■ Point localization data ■
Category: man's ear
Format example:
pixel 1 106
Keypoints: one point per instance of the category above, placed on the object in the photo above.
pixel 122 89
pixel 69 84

■ TRY IT ■
Restate the data word for word.

■ REPLY ■
Category: man's ear
Format example:
pixel 1 106
Keypoints: one point per instance of the category above, placed on the object in the photo above.
pixel 122 89
pixel 69 84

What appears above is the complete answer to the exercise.